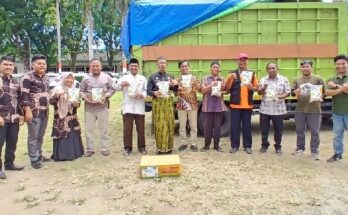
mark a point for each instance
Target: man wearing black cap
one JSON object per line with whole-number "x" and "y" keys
{"x": 134, "y": 88}
{"x": 241, "y": 83}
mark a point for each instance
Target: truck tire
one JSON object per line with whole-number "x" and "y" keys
{"x": 225, "y": 127}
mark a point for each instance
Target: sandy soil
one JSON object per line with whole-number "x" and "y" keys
{"x": 211, "y": 183}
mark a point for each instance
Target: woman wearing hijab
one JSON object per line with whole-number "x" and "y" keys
{"x": 66, "y": 131}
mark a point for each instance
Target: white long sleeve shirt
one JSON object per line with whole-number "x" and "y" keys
{"x": 129, "y": 103}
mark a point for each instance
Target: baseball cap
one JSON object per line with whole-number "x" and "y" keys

• **PROBLEM STATEMENT**
Only a number is wanted here: how many lines of the data hold the string "Target".

• **YOUR RESPONSE**
6